### 文本节选:
"""

混合空间曲线曲面及广义Ball曲线的研究
摘要
本文对CAGD中两类重要的曲线曲面——混合空间曲线曲面和广义Ball曲线进行了深入的研究。其中,混合空间曲线曲面包括基于代数三角多项式的双三次C-Hermite曲面,基于代数双曲多项式的H-Bezier曲线曲面,广义Ball曲线包括Wang-Bezier型广义Ball曲线(WBGB曲线)和IBezier-Said-Wang型广义Ball曲线(BSWGB曲线)。主要研究工作及成果如下:
1、构造了双三次C-Hermite曲面,并且给出了双三次C-Hermite曲面的性质。利用双三次C-Hermite曲面给出了椭球面和圆环面的精确表示,并将其应用于图像的缩放处理。
2、关于H-Bezier曲线曲面,主要做了以下几个方面的工作:
·提出了三次H-Bezier曲线的任意分割算法,即对三次H-Bezier曲线上任意一点p(t*)(0≤t*≤α),求该点把曲线分成的两个子曲线段pi(t)(0≤t≤t*)与pα-i(t)(0≤t≤α-t*)的控制参数和控制顶点;给出了三次H-Bezier曲线与三次Bezier曲线的拼接条件,以及三次H-Bezier曲线在曲面造型中应用的例子。
·运用H-Bezier曲线的升阶公式,结合广义逆矩阵理论给出了H-Bezier曲线一次降多阶的逼近方法;估计了降阶的误差界,并建立了与Bezier曲线降阶的关系。并将该结果推广得到了张量积H-Bezier曲面一次降多阶的算法。实验结果表明,采用该方法可取得较好的逼近效果。
·给出了代数双曲空间的拟Legendre基在反函数逼近和等距曲线逼近上的应用。利用多项式和双曲函数的混合多项式序列来逼近反函数,并通过实例证明给出方法的有效性;对基曲线的法矢曲线进行逼近,构造H-Bezier曲线的等距曲线的最佳逼近,这种方法直接求得逼近曲线的控制顶点,计算简单,截断误差小。
·给出了广义H-Bezier曲面的定义,并研究了它的性质。在此基础上,重点研究了a相等的H-Bezier曲面,给出了曲面拼接和分割的条件,并应用于构造一些特殊的曲面。
3、利用BSWGB曲线的对偶基给出了BSWGB曲线的细分算法。这个方法不同于传统的细分方法,传统的细分方法是把BSWGB基转换成幂基,并利用逆矩阵求解给出的。本文的方法给出了现有的一些广义Ball曲线的细分矩阵的统一表达式,可以很方便的利用此表达式,解决这一类曲线的细分问题。
4、分别应用扰动法和最佳一致逼近法,给出WBGB曲线的降阶算法,并给出了误差估计。实验表明,用最佳一致逼近法效果比扰动法要好,若利用扰动法得到的降阶曲线不能达到预期的误差,则可以先利用细分算法对曲线做细分,再逐段用扰动法降阶。WBGB曲线的降阶算法的给出,丰富了广义Ball曲线曲面的理论体系。
This dissertation summaries our researches on the two important kinds of curves and surfaces---curves and surfaces in the hybrid polynomial space and generalized Ball curves, which include the bi-cubic C-Hermite surfaces based on algebraic trigonometric polynomial, H-Bezier curves and surfaces based on algebraic hyperbolic polynomial, Wang-Bezier type generalized Ball curves (WBGB curves for short) and Bezier-Said-Wang type generalized Ball curves (BSWGB curves for short), respectively. The main results in this dissertation are outlined as follows:
1、 Based on the analysis of the properties of C-Hermite polynomials, Bi-cubic C-Hermite surface has been constructed in this dissertation. Furthermore, the applications of bi-cubic C-Hermite surface in geometric modeling and image interpolation are also given, and experimental results demonstrate that the presented method has good effects.

"""

### 列出的行:
"""

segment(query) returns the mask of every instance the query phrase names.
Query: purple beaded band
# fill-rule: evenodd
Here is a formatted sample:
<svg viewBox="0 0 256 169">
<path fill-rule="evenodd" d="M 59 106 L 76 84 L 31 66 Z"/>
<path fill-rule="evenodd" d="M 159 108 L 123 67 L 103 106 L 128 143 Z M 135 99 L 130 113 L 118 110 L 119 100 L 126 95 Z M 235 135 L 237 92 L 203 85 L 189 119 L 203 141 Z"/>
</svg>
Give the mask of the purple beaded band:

"""
"""

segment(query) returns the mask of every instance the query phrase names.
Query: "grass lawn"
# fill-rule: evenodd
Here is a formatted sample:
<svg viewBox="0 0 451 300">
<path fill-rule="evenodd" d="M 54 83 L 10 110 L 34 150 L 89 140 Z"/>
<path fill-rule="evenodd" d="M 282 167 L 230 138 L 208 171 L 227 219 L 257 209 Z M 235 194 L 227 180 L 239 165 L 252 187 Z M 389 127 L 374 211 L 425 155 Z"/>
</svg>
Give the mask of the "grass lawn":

"""
"""

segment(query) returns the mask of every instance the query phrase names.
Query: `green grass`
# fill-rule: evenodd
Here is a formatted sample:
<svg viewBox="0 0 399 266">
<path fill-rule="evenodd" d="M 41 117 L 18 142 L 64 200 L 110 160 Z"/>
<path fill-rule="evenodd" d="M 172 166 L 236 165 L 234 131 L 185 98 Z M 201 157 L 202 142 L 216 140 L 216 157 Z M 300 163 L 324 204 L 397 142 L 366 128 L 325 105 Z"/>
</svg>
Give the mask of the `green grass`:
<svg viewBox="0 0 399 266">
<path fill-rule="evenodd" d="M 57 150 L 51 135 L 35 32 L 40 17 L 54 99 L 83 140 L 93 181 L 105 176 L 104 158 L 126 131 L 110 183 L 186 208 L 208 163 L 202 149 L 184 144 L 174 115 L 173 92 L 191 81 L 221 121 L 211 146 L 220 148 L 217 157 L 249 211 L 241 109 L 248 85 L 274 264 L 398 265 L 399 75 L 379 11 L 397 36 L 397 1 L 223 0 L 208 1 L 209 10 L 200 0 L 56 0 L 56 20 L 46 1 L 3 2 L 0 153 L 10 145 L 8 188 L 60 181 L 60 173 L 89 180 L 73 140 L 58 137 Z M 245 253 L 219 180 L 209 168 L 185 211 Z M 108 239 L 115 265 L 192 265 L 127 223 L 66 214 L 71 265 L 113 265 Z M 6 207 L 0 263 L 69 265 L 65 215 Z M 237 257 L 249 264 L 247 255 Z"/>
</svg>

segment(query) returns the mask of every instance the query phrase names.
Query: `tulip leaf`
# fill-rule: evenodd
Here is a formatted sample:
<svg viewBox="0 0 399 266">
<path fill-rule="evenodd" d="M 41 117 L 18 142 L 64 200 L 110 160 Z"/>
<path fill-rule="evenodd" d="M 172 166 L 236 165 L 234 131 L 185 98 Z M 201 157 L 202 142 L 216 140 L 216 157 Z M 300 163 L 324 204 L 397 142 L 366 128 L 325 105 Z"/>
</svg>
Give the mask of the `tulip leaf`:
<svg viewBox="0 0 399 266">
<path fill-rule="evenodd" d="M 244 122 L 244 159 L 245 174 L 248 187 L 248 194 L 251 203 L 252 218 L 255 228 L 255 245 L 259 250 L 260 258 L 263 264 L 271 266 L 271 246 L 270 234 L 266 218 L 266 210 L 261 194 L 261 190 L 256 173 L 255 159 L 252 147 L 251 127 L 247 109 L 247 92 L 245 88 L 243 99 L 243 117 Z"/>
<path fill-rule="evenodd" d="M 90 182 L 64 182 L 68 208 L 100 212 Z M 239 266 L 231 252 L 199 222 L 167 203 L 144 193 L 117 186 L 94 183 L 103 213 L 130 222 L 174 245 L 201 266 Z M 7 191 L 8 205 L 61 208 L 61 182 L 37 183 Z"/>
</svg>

"""

### 要做的事:
**a.** 把这篇摘要里以"4、分别应用扰动法"开头的那一段改写得更简短,主要内容都要保留。
**b.** 从这篇摘要中一字不改地抄写一段文字:从"混合空间曲线曲面及广义Ball曲线的研究"开始,到"该方法可取得较好的逼近效果。"结束,包括这几个字在内。
上面这些行用不到,可以直接跳过。

### 参考答案:
**a.** 针对WBGB曲线,用扰动法和最佳一致逼近法分别给出降阶算法和误差估计。实验表明,最佳一致逼近法的效果更好。如果扰动法达不到预期误差,可以先细分曲线,再逐段用扰动法降阶。这些降阶算法丰富了广义Ball曲线曲面的理论体系。

**b.**
混合空间曲线曲面及广义Ball曲线的研究
摘要
本文对CAGD中两类重要的曲线曲面——混合空间曲线曲面和广义Ball曲线进行了深入的研究。其中,混合空间曲线曲面包括基于代数三角多项式的双三次C-Hermite曲面,基于代数双曲多项式的H-Bezier曲线曲面,广义Ball曲线包括Wang-Bezier型广义Ball曲线(WBGB曲线)和IBezier-Said-Wang型广义Ball曲线(BSWGB曲线)。主要研究工作及成果如下:
1、构造了双三次C-Hermite曲面,并且给出了双三次C-Hermite曲面的性质。利用双三次C-Hermite曲面给出了椭球面和圆环面的精确表示,并将其应用于图像的缩放处理。
2、关于H-Bezier曲线曲面,主要做了以下几个方面的工作:
·提出了三次H-Bezier曲线的任意分割算法,即对三次H-Bezier曲线上任意一点p(t*)(0≤t*≤α),求该点把曲线分成的两个子曲线段pi(t)(0≤t≤t*)与pα-i(t)(0≤t≤α-t*)的控制参数和控制顶点;给出了三次H-Bezier曲线与三次Bezier曲线的拼接条件,以及三次H-Bezier曲线在曲面造型中应用的例子。
·运用H-Bezier曲线的升阶公式,结合广义逆矩阵理论给出了H-Bezier曲线一次降多阶的逼近方法;估计了降阶的误差界,并建立了与Bezier曲线降阶的关系。并将该结果推广得到了张量积H-Bezier曲面一次降多阶的算法。实验结果表明,采用该方法可取得较好的逼近效果。